-- Start of Provided information --

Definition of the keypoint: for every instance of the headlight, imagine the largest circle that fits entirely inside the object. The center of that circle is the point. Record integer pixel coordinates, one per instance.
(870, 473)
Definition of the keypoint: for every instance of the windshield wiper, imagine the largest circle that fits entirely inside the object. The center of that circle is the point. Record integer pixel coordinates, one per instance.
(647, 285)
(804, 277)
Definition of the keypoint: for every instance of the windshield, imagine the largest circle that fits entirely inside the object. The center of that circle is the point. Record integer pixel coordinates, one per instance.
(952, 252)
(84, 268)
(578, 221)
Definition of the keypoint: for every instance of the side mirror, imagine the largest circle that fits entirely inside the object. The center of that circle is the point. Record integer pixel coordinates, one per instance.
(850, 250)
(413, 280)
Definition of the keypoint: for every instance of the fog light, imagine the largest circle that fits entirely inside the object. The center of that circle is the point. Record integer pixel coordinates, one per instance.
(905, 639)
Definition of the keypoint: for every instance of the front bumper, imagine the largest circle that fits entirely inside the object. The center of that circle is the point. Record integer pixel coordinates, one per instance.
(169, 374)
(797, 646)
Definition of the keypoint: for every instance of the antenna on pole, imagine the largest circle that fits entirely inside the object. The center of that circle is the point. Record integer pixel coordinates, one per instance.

-- End of Provided information --

→ **Set exercise**
Rewrite all of the rows above as a numbered list, omitting any blank lines.

→ **Answer below**
1. Definition of the keypoint: for every instance of the headlight, imagine the largest circle that fits entirely inside the object. The center of that circle is the point. Record integer pixel coordinates, one per instance.
2. (870, 473)
3. Definition of the keypoint: for every instance of the windshield wiper, imagine the largest circle that fits entirely inside the object. The center of that circle is the point. Record integer pixel coordinates, one per instance.
4. (647, 285)
5. (804, 277)
6. Definition of the keypoint: for every instance of the windshield, imagine the largest circle that fits entirely inside the object. The center of that circle is the point. Record integer pixel coordinates, one per instance.
7. (952, 252)
8. (84, 268)
9. (578, 221)
10. Definition of the keypoint: for every instance of the side mirror, imagine the largest circle that fits entirely inside the object. The center of that circle is the point. Record integer pixel coordinates, one per instance.
11. (850, 250)
12. (413, 280)
13. Definition of the keypoint: for every instance of the fog light, imagine the largest circle that fits entirely inside the object. The center of that circle is the point. Record integer pixel coordinates, one per instance.
14. (905, 639)
15. Definition of the keypoint: for every instance of the front bumper, imagine the largest circle that fits entirely inside the object. The center of that circle is the point. Record integer pixel coordinates, one per instance.
16. (169, 374)
17. (797, 646)
18. Definition of the keypoint: for every instance of the antenna on pole, imagine the largest circle that fits entirely inside the object. The center of that circle is the point. Record integer pixel coordinates, one per instance.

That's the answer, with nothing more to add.